§ **TASK DESCRIPTION**
Copy the following items word for word, with every line and coordinate, but leave out the pictures.

§ **EXERCISE MATERIAL**
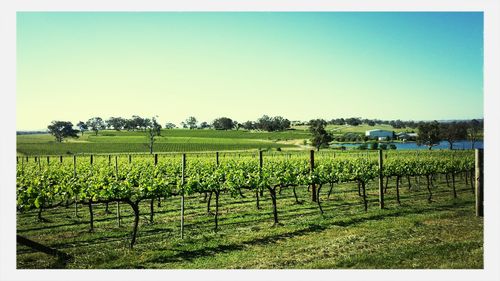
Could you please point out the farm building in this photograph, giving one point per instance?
(406, 136)
(379, 134)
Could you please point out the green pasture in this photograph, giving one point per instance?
(176, 140)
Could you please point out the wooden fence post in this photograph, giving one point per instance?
(380, 179)
(261, 162)
(313, 185)
(479, 182)
(182, 194)
(118, 216)
(76, 195)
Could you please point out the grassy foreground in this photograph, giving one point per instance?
(442, 234)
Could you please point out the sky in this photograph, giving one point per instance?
(72, 66)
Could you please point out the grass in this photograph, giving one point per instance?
(170, 141)
(442, 234)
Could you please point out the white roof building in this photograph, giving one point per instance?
(378, 133)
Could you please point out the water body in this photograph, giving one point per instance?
(413, 145)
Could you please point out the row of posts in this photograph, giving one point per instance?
(478, 178)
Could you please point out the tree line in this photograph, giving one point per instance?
(429, 133)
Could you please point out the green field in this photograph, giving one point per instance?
(417, 234)
(176, 140)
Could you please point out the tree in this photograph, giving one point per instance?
(452, 132)
(474, 130)
(96, 124)
(248, 125)
(320, 135)
(153, 129)
(271, 124)
(428, 134)
(117, 123)
(190, 123)
(61, 130)
(353, 121)
(223, 123)
(82, 126)
(169, 125)
(204, 125)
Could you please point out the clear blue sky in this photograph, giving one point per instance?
(386, 65)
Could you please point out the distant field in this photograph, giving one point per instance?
(342, 129)
(177, 140)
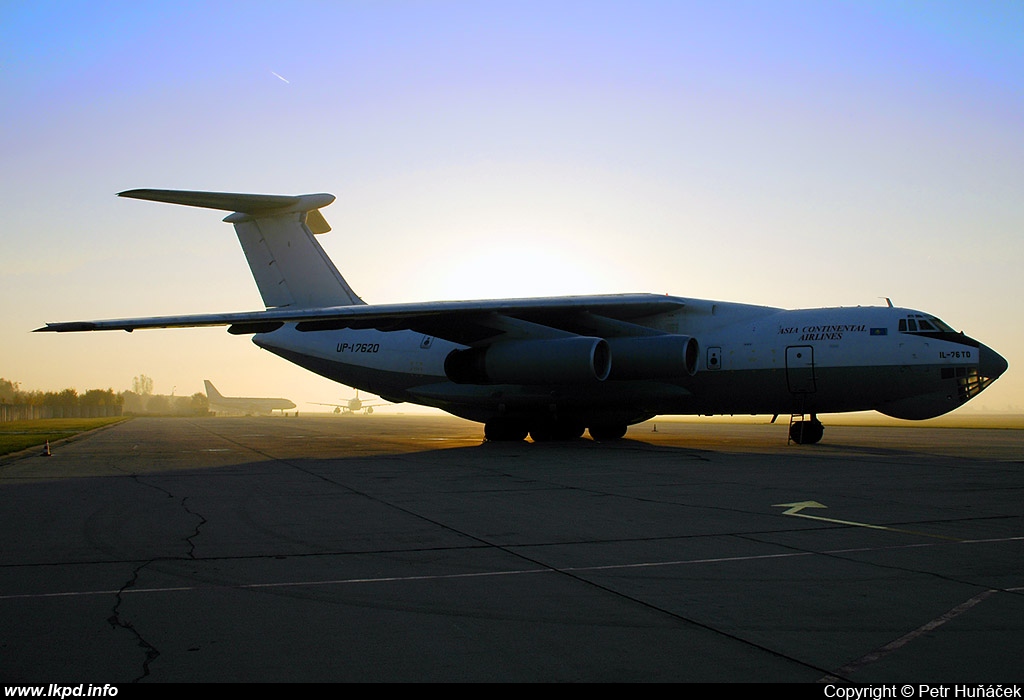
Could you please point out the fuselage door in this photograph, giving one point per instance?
(715, 358)
(800, 368)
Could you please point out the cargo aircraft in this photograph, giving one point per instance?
(353, 405)
(554, 367)
(244, 404)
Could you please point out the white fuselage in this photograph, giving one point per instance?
(752, 360)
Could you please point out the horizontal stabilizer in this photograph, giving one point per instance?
(276, 234)
(254, 205)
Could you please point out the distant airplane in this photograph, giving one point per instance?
(353, 405)
(553, 367)
(242, 404)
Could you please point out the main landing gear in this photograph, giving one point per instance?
(805, 432)
(505, 430)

§ **FULL SOLUTION**
Could you please point out the farm building in this photograph, giving one point per instance?
(406, 136)
(379, 134)
Could you please point out the green pasture in this photograph, giving one point per instance?
(176, 140)
Could you please point out the wooden fence post in this photograph, giving one point per instance?
(380, 179)
(261, 162)
(313, 185)
(479, 182)
(182, 194)
(118, 216)
(76, 195)
Could you please point out the grassy foreground in this photograph, giving one point per instance?
(442, 234)
Could you please point out the sky in this photograph, giving one point per instance?
(72, 66)
Could you please point out the grass in this photograph, giving one point per instance?
(170, 141)
(442, 234)
Could you please point out the white roof building in this photograph, giving one point per instance?
(378, 133)
Could you please point out the water body in this photograph, giving one point per instance?
(413, 145)
Could you please point out the row of posts in this photograph, giving one point per instance?
(478, 178)
Could you please point out the tree line in this photograph, giving one point per instance?
(429, 133)
Could you please point out the green field in this photograph, giving one point per instance?
(417, 234)
(176, 140)
Could you please point out the tree in this photograph, giving one point per instance?
(452, 132)
(474, 130)
(96, 124)
(248, 125)
(320, 135)
(153, 129)
(271, 124)
(428, 134)
(117, 123)
(190, 123)
(61, 130)
(353, 121)
(223, 123)
(82, 126)
(169, 125)
(204, 125)
Could you please point out the clear blue sky in this photograph, giving one point per instance?
(386, 65)
Could you please point out the distant field in this photograph, giving one point per instance?
(342, 129)
(177, 140)
Could you please point out the fuselage door in this photograph, giving one point per instance?
(715, 358)
(800, 368)
Could you please point out the cargo aircraft in this photograph, giving one point per instance?
(353, 405)
(554, 367)
(244, 404)
Could you please point out the white fuselage in this photograph, giving one point per instance?
(752, 360)
Could you please point out the horizontal stabilizer in this photograph, giving one point per instance?
(276, 234)
(254, 205)
Could you please point out the distant airplane in this photograph, giving one point per instance?
(353, 405)
(553, 367)
(242, 404)
Could you please point out the main landing gear in this photograph, giving one point per instance?
(805, 432)
(505, 430)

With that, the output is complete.